[Problem to work on]
The expected result is an exact restatement of the data, free of pictures.

*** Information provided Section Begins ***

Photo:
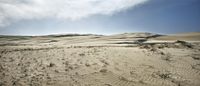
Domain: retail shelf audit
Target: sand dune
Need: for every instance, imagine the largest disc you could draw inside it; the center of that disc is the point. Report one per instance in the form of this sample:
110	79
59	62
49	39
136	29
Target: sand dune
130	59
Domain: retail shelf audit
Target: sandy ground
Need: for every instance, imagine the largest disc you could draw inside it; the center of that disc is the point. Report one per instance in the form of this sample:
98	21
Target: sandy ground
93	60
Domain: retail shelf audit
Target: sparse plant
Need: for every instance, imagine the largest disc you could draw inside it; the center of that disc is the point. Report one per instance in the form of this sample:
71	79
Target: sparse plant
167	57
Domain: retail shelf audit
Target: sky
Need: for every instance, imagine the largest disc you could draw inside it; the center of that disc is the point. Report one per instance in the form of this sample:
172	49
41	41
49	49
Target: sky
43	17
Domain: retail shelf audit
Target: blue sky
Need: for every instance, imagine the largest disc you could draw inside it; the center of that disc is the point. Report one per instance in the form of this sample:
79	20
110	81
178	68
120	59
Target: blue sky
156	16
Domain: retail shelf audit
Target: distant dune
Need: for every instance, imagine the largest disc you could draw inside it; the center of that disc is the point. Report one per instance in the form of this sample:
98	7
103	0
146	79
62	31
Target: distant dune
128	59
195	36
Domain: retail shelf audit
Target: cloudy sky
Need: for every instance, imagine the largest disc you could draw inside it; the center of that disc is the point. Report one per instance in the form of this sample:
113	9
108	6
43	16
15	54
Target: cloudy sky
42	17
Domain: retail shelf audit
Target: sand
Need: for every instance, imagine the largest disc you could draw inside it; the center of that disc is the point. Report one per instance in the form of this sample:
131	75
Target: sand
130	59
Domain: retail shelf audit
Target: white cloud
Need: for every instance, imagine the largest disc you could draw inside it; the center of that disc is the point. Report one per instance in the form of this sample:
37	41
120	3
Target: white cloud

*** Information provided Section Ends ***

[Task result]
Photo:
Domain: retail shelf audit
Target: sand dune
Need: for every instance, imagine the largest disc you could draw inside it; the center of that disc is the point. Report one per instance in the form of this sample:
110	79
59	62
49	39
136	29
Target: sand dune
130	59
Domain: retail shelf audit
Target: sandy ground
Need: for every instance, imagine the largest disc you could draw inside it; the center of that disc is the point. Report one per instance in the form of this sample:
98	21
Target: sandy ground
93	60
Domain: retail shelf audit
Target: sparse plant
Need: for every instance, imagine the largest disc you could draw inside it; the center of that disc is the point. Report one per instance in the form of this sample:
71	79
Target: sparse plant
167	57
Domain: retail shelf audit
Target: sky
Need: for every instance, imagine the largest disc you could draw inside it; the center of that disc is the point. Report one per instance in the form of this sample:
172	49
41	41
49	49
Target: sky
43	17
Domain: retail shelf audit
Target: blue sky
Need: for every instance, imagine the largest disc you could draw inside it; the center of that disc is the point. Report one per instance in the form of this sample:
79	20
110	81
178	68
120	59
Target: blue sky
156	16
Domain: retail shelf audit
Target: distant dune
Need: for every instance, imagine the largest disc you could draw inside it; the center of that disc is the point. Report one per instance in the form of this sample:
98	7
103	0
146	79
62	31
Target: distant dune
128	59
195	36
Domain: retail shelf audit
Target: cloudy sky
Need: for every instance, imagine the largest disc you could draw inside it; the center of that disc is the point. Report one per instance in the form of this sample:
113	9
108	6
43	16
15	54
Target: cloudy sky
42	17
Domain: retail shelf audit
Target: sand
Need: for every instance, imagine the largest disc you could draw inside it; the center of that disc is the point. Report one per instance in the form of this sample:
131	75
Target: sand
130	59
Domain: retail shelf audit
Target: white cloud
Need: for every instance, imagine the largest disc you could draw inside it; the center of that disc is the point. Report one per instance in the form of this sample:
37	41
120	3
Target: white cloud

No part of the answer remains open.